I believe the K value is a small integer (6 or so), try reducing it a bit. it
will make the machine accelerate a bit slower, but should stabilize things.

values in the 3-5 range have been mentioned.

you want it as high as it can be without makeing the machine unstable.

That is totally normal. The motors will hold position for two seconds after each command and you are hearing the sound of the motor holding position

The noise you’re hearing I’ve heard described as the encoders “settling” on the final position. I hear the same noise every time my machine moves and nothing has caught fire yet :stuck_out_tongue:

I don’t have a great deal of experience with PID tuning, but I have been able to tune my quadcopter and rover autopilots in KSP successfully. Each of the values determine how the machine adapts its movements to get them as close as possible to the desired location. Simply put, the more off any of these settings are, the more erratically the machine will try to compensate for being out of position.

If you’re running the default settings, these settings will work for you, although the encoders may be a little noisy. After you start cutting, you won’t be able to hear the encoder noise over the router and dust collector.

Thank you for the appeasing info MM.

Once the Maslow motors became available I jumped on them and ordered 4 (I’m using one for my z-axis, and wanted a spare). So,didn’t have to demount from the frame, and have as such cracked open the gearbox of the spare and found the following gear ratios:
Twin start worm (Brass) --> 25T Nylon Compund 10T --> 35T Metal Compound 9T --> 29T Metal Compound 18T --> 37T Metal Output gear.

* * * * * * *

Set problem 1
Rewrite the motor tuning text, beginning at the words "Once the Maslow" and stopping after "Metal Output gear.", and swap "spare" for "backup" everywhere it occurs in that stretch.

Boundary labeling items
* * * * * * *

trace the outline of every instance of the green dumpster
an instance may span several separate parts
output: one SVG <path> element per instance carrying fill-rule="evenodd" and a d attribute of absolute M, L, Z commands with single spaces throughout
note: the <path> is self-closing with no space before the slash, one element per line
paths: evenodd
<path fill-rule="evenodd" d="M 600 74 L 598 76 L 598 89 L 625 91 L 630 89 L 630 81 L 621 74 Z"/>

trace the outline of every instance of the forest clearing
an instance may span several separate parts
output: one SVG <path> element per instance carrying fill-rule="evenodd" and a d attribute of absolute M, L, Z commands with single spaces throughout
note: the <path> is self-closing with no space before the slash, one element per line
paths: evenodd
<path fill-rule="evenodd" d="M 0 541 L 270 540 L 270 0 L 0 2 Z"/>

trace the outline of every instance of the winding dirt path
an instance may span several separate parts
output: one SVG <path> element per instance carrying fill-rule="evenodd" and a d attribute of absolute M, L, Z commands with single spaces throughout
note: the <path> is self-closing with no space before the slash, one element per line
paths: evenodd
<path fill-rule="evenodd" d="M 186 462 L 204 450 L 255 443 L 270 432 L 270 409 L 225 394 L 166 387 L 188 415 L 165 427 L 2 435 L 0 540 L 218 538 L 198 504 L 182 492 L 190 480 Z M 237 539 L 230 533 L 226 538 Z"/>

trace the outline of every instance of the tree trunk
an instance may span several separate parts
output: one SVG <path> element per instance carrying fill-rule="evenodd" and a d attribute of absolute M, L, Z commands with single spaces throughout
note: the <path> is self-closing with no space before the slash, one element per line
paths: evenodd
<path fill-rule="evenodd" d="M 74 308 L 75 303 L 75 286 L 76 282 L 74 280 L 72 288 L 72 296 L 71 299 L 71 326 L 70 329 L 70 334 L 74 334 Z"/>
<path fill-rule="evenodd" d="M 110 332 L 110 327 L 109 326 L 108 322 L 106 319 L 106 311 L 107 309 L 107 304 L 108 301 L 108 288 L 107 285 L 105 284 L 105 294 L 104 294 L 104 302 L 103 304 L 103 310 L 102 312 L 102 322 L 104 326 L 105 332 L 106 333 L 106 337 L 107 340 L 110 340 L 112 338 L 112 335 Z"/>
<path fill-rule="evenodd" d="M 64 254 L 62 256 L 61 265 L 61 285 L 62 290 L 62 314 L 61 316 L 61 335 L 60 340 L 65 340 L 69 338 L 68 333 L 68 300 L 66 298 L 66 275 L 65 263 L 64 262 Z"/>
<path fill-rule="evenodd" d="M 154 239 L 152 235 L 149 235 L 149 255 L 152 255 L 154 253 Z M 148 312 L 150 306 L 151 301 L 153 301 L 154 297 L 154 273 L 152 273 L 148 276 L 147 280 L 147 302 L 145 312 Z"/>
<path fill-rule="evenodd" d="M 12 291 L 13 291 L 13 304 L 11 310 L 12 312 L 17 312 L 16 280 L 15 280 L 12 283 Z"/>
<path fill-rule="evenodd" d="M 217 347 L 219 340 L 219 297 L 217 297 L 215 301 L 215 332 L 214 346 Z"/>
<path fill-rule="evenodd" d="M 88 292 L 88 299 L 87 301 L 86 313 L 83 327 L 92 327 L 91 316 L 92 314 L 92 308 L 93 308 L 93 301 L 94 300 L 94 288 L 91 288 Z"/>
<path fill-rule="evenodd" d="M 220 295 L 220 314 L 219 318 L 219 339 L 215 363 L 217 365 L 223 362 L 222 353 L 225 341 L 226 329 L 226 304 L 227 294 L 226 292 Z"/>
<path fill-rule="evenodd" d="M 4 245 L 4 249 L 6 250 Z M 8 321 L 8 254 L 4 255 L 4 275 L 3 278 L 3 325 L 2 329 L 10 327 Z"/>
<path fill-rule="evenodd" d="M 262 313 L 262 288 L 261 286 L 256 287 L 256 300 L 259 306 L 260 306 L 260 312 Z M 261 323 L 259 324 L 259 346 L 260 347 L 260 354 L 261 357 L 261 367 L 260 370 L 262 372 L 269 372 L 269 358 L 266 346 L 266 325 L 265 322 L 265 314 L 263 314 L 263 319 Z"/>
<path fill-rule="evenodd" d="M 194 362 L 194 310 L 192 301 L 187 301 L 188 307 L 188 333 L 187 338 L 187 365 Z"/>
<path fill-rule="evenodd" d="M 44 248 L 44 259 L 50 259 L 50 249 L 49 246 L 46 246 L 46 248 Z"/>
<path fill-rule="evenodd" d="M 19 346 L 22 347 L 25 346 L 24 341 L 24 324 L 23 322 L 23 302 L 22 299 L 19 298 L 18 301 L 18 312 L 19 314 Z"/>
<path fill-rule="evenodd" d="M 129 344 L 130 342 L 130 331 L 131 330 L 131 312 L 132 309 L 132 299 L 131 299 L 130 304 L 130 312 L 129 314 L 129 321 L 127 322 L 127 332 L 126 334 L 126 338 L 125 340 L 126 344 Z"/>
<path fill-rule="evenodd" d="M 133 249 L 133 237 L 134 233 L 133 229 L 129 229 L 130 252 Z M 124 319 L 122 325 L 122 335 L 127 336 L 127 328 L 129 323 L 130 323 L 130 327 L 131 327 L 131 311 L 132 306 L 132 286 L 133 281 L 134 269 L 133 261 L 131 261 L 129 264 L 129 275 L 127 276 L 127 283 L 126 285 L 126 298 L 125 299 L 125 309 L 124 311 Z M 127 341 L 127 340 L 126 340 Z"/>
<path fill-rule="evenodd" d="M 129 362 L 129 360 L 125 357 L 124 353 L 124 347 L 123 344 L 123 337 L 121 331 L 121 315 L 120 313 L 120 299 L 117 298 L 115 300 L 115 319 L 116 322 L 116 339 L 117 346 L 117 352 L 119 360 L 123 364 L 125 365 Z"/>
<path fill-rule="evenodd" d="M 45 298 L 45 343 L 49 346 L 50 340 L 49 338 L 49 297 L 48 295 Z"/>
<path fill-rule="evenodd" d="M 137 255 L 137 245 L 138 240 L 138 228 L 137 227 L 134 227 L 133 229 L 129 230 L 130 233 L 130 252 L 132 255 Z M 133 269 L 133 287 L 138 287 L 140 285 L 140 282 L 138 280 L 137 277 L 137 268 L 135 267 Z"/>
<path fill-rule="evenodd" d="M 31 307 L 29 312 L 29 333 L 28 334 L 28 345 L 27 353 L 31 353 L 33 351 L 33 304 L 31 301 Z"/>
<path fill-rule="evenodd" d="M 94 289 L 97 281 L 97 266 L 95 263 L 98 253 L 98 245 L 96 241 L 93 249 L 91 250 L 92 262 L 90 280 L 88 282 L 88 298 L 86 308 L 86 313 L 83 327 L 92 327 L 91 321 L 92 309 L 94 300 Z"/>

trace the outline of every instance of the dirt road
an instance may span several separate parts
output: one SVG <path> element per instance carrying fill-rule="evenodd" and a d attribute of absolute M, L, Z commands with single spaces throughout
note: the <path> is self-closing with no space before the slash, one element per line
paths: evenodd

* * * * * * *

Set problem 2
From the listing, copy out the lines without any changes, beginning at the line that contains "trace the outline of every instance of the tree" and stopping after the line that contains "110 332 L 110".

Written response 1
Once the Maslow motors became available I jumped on them and ordered 4 (I’m using one for my z-axis, and wanted a backup). So,didn’t have to demount from the frame, and have as such cracked open the gearbox of the backup and found the following gear ratios:
Twin start worm (Brass) --> 25T Nylon Compund 10T --> 35T Metal Compound 9T --> 29T Metal Compound 18T --> 37T Metal Output gear.

Written response 2
trace the outline of every instance of the tree trunk
an instance may span several separate parts
output: one SVG <path> element per instance carrying fill-rule="evenodd" and a d attribute of absolute M, L, Z commands with single spaces throughout
note: the <path> is self-closing with no space before the slash, one element per line
paths: evenodd
<path fill-rule="evenodd" d="M 74 308 L 75 303 L 75 286 L 76 282 L 74 280 L 72 288 L 72 296 L 71 299 L 71 326 L 70 329 L 70 334 L 74 334 Z"/>
<path fill-rule="evenodd" d="M 110 332 L 110 327 L 109 326 L 108 322 L 106 319 L 106 311 L 107 309 L 107 304 L 108 301 L 108 288 L 107 285 L 105 284 L 105 294 L 104 294 L 104 302 L 103 304 L 103 310 L 102 312 L 102 322 L 104 326 L 105 332 L 106 333 L 106 337 L 107 340 L 110 340 L 112 338 L 112 335 Z"/>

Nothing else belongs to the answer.